> **Data provided**:
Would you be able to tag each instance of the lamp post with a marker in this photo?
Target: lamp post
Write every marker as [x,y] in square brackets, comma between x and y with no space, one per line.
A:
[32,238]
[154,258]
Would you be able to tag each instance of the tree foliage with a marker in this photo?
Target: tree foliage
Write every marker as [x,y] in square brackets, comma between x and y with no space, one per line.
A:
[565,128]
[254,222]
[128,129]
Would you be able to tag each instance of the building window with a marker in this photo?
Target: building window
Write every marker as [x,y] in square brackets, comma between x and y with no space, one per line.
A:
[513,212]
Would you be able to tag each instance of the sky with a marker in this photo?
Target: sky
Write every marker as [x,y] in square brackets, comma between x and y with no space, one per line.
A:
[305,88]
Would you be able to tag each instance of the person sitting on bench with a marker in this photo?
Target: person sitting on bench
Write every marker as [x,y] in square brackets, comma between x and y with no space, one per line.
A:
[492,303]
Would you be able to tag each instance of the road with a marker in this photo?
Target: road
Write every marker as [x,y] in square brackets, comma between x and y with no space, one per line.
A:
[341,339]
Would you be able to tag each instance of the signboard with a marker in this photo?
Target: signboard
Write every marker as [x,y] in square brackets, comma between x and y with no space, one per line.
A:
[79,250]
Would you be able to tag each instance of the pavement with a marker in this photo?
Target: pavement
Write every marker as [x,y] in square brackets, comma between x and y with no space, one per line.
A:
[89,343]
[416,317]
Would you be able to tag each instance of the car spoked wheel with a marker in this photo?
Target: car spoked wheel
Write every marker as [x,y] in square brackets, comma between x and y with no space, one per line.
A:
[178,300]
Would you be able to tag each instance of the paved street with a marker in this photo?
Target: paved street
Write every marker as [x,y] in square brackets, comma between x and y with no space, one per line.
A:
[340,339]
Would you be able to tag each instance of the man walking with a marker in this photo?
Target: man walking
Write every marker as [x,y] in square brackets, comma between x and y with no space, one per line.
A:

> **What to work on**: Lay out every line of the rows above as a Markdown table with two columns, No. and Line, giving each line its sequential number and omitting any blank lines.

> **Task answer**:
| No. | Line |
|---|---|
| 1 | Would you be able to tag each instance of the lamp post with a marker in this photo? |
| 2 | Target: lamp post |
| 3 | Write every marker as [x,y] in square brackets, comma between x and y with no space, one per line. |
| 4 | A: |
| 5 | [32,238] |
| 6 | [154,258] |
| 7 | Would you be able to tag each instance of the tree foliage with a marker in this photo? |
| 8 | Target: tree foliage |
| 9 | Write every marker as [x,y] in square brackets, comma between x and y with no space, one per line. |
| 10 | A: |
| 11 | [565,128] |
| 12 | [254,222] |
| 13 | [128,129] |
| 14 | Would you be able to tag each instance of the building window with a marker in this photo? |
| 15 | Target: building window |
| 16 | Write every marker as [x,y] in square brackets, comma between x and y with no space, one per line. |
| 17 | A: |
| 18 | [513,212] |
| 19 | Would you be able to tag each instance of the sky with a marker in this photo? |
| 20 | Target: sky |
| 21 | Write every marker as [x,y] in square brackets, comma between x and y with no space, one per line. |
| 22 | A: |
| 23 | [305,88] |
| 24 | Would you be able to tag each instance of the person sitting on bench with a marker in this photo? |
| 25 | Target: person sitting on bench |
| 26 | Write every marker as [x,y] in square brackets, comma between x and y with no space, one per line. |
| 27 | A: |
| 28 | [492,303] |
| 29 | Would you be able to tag each instance of the road with a marker in this photo? |
| 30 | Target: road |
| 31 | Write every marker as [x,y] in square brackets, comma between x and y with no space, one per line. |
| 32 | A: |
| 33 | [341,339] |
| 34 | Would you be able to tag each instance of the signboard with a marker in this photo? |
| 35 | Target: signboard |
| 36 | Write every marker as [x,y] in square brackets, comma between x and y with no space, one per line. |
| 37 | A: |
| 38 | [79,250] |
| 39 | Would you be able to tag each instance of the pavement with a marker in this photo? |
| 40 | Target: pavement |
| 41 | Write every marker as [x,y] in square brackets, comma between x and y with no space, one per line. |
| 42 | A: |
| 43 | [89,343] |
| 44 | [416,317] |
| 45 | Would you be able to tag each instance of the car spoked wheel with a marker in this photo? |
| 46 | Target: car spoked wheel |
| 47 | Write every marker as [x,y] in square brackets, comma between x and y with no space, one per line. |
| 48 | A: |
| 49 | [178,300] |
| 50 | Would you be able to tag each instance of the paved street with a marker in this photo? |
| 51 | Target: paved street |
| 52 | Write every marker as [x,y] in square brackets, comma between x and y with no space, one per line. |
| 53 | A: |
| 54 | [340,339] |
| 55 | Would you be able to tag each instance of the man walking with a marker in this photo? |
| 56 | Target: man walking |
| 57 | Write every marker as [x,y] in square brackets, comma between x and y with no space, one per line. |
| 58 | A: |